**WHAT YOU NEED TO DO:** Copy all of the material below, replacing "Target" with "Object" wherever it appears and leaving everything else unchanged.

######

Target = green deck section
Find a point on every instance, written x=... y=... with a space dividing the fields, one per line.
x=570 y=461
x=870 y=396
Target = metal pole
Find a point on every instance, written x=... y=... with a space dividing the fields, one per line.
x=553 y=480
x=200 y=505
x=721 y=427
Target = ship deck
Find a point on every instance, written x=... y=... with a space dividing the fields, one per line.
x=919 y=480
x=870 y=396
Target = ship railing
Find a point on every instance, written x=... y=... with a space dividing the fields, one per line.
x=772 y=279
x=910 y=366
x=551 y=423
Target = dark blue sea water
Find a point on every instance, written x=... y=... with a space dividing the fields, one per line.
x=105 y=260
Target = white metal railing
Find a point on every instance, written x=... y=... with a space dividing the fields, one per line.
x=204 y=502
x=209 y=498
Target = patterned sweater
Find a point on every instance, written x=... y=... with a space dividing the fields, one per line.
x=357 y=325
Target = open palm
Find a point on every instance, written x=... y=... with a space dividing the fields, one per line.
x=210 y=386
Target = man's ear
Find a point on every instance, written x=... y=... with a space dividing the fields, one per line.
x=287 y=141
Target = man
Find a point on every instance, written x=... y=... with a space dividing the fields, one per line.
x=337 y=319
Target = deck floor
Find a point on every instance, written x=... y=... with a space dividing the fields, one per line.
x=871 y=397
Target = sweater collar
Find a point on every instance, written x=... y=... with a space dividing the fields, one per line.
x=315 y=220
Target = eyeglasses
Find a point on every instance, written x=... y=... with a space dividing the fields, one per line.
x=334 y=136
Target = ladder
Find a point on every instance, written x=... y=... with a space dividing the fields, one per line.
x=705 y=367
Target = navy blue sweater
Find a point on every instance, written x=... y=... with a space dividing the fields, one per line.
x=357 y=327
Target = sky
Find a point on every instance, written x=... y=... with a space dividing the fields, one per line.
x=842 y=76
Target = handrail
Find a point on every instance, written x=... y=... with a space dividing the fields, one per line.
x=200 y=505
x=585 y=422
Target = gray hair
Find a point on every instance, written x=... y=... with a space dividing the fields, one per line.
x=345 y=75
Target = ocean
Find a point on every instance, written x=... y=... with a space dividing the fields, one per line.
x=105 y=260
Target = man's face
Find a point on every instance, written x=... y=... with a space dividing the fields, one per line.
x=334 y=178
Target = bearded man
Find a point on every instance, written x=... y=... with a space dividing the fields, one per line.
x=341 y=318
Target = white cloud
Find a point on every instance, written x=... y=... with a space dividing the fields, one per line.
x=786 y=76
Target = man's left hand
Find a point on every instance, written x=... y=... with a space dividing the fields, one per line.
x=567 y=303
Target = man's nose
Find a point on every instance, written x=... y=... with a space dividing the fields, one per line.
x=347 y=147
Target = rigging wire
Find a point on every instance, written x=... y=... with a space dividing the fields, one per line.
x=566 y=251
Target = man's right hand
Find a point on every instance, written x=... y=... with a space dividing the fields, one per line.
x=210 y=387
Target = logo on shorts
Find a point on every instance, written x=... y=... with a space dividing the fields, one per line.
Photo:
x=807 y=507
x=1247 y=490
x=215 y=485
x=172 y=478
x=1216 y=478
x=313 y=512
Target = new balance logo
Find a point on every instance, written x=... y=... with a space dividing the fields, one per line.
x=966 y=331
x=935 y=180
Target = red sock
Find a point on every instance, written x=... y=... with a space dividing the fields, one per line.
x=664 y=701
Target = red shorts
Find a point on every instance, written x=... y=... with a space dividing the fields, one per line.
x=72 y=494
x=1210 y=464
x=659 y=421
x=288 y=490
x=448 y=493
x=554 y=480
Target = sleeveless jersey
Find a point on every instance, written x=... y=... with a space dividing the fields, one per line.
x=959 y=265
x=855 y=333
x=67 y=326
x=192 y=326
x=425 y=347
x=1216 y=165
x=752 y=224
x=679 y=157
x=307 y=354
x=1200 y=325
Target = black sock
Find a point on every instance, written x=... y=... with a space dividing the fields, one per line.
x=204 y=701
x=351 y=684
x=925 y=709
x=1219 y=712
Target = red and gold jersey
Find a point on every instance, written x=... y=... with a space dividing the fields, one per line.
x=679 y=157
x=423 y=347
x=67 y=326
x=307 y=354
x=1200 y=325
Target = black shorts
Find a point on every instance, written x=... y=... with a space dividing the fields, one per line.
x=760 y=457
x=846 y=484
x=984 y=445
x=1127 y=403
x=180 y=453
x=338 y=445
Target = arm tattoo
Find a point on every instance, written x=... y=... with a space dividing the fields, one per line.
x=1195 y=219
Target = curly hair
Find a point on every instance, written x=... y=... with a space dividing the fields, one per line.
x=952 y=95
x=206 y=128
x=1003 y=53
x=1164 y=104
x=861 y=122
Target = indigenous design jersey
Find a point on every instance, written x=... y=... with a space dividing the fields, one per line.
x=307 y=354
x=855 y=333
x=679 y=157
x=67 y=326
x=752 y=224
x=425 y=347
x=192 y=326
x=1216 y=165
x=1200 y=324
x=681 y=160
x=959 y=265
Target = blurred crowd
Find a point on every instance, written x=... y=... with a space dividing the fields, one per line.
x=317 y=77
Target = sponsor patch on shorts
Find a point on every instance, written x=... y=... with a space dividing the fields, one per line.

######

**RESPONSE:**
Object = green deck section
Find a point on every instance, written x=... y=... with a space dividing the fields, one per line.
x=570 y=461
x=870 y=396
Object = metal pole
Find a point on every instance, written x=... y=... with a space dividing the fields, one per line.
x=553 y=480
x=200 y=505
x=721 y=427
Object = ship deck
Find a point on every instance, written x=... y=... with a space dividing the fields, one per line.
x=919 y=480
x=870 y=396
Object = ship railing
Find a point on every instance, written x=... y=... with a space dividing the fields, one per line.
x=772 y=279
x=910 y=366
x=551 y=423
Object = dark blue sea water
Find a point on every instance, written x=... y=... with a space dividing the fields, one per line.
x=105 y=260
Object = white metal railing
Find a point on every instance, written x=... y=... with a space dividing the fields, one per line.
x=204 y=502
x=209 y=498
Object = patterned sweater
Find a point on every instance, written x=... y=... with a space dividing the fields, one per line.
x=357 y=325
Object = open palm
Find a point on every instance, written x=... y=... with a space dividing the fields, one per line.
x=210 y=386
Object = man's ear
Find a point on every instance, written x=... y=... with a space dividing the fields, one per line.
x=287 y=141
Object = man
Find a point on every instance, written x=... y=... with a space dividing the fields, one per line.
x=337 y=319
Object = deck floor
Find a point on every instance, written x=... y=... with a space dividing the fields, one per line.
x=871 y=397
Object = sweater collar
Find a point on every instance, written x=... y=... with a space dividing the fields, one per line.
x=315 y=220
Object = eyeglasses
Find a point on every instance, written x=... y=... with a space dividing the fields, one per line.
x=334 y=136
Object = ladder
Find a point on every instance, written x=... y=... with a space dividing the fields, one per line.
x=705 y=367
Object = navy blue sweater
Find a point on every instance, written x=... y=... with a space dividing the fields, one per line.
x=357 y=327
Object = sky
Find a point on every instance, written x=... y=... with a space dividing the fields, one per line.
x=842 y=76
Object = handrail
Find a point on every instance, written x=... y=... with a space dividing the fields, one per line.
x=200 y=505
x=585 y=422
Object = gray hair
Find a point on every instance, written x=... y=... with a space dividing the fields, one per line.
x=345 y=75
Object = ocean
Find a point on every instance, written x=... y=... with a space dividing the fields, one per line.
x=105 y=260
Object = man's face
Find a point on every instance, written x=... y=... with a space dividing the fields, one per line.
x=334 y=178
Object = bearded man
Find a point on every instance, written x=... y=... with a space dividing the fields, one per line.
x=341 y=318
Object = white cloud
Find a point on every instance, written x=... y=... with a space dividing the fields, one per line.
x=786 y=76
Object = man's left hand
Find a point on every instance, written x=... y=... with a space dividing the fields, one per line.
x=567 y=303
Object = man's nose
Find a point on every instance, written x=... y=... with a space dividing the fields, one per line.
x=347 y=147
Object = rigging wire
Find a point on every instance, written x=... y=... with a space dividing the fields, one per line.
x=566 y=251
Object = man's right hand
Find a point on every instance, written x=... y=... with a space dividing the fields, one per line.
x=210 y=387
Object = logo on shorts
Find a point on every instance, written x=... y=... with a space dividing the fields, one per line.
Photo:
x=807 y=507
x=1247 y=490
x=215 y=485
x=172 y=478
x=1216 y=478
x=313 y=512
Object = new balance logo
Find a point on every instance, written x=... y=... with a space dividing the fields, one per line.
x=966 y=331
x=935 y=180
Object = red sock
Find a point on every instance, written x=... y=... with a space dividing the fields, one per line.
x=664 y=701
Object = red shorts
Find a point on every instance, written x=... y=... with a space dividing the fields, one per line.
x=72 y=494
x=1210 y=464
x=659 y=421
x=288 y=490
x=448 y=493
x=554 y=480
Object = sleeveless jersey
Find a point on every instance, written x=... y=... with a space dividing the fields, one per line.
x=959 y=265
x=855 y=333
x=67 y=326
x=192 y=326
x=425 y=347
x=1216 y=165
x=752 y=224
x=679 y=157
x=307 y=354
x=1200 y=325
Object = black sock
Find a point on every instance, written x=... y=... with a space dividing the fields, one per line.
x=204 y=701
x=351 y=684
x=925 y=709
x=1219 y=712
Object = red and gold jersey
Find a point on every instance, written x=... y=... with a space dividing the fields, one per line.
x=679 y=157
x=423 y=347
x=67 y=326
x=307 y=354
x=1200 y=325
Object = black shorts
Find a point on every instance, written x=... y=... with a space dividing the fields, one per line.
x=760 y=457
x=846 y=484
x=984 y=445
x=1127 y=403
x=180 y=453
x=338 y=445
Object = arm tattoo
Find a point on every instance, written x=... y=... with a space dividing the fields, one per line.
x=1195 y=219
Object = curly hair
Find a point on every instance, written x=... y=... with a space dividing the fields, one per line.
x=952 y=95
x=206 y=128
x=1003 y=53
x=1164 y=104
x=861 y=122
Object = indigenous design jersey
Find a point on every instance, written x=... y=... with a space dividing the fields, one per line.
x=307 y=354
x=855 y=333
x=679 y=157
x=67 y=326
x=752 y=224
x=425 y=347
x=192 y=326
x=1216 y=165
x=1200 y=324
x=681 y=160
x=959 y=265
Object = blurred crowd
Find a point on every instance, written x=... y=... with a space dividing the fields, one per line.
x=317 y=77
Object = sponsor patch on shorts
Find a point on every instance, written x=... y=... with a space dividing the fields, one per line.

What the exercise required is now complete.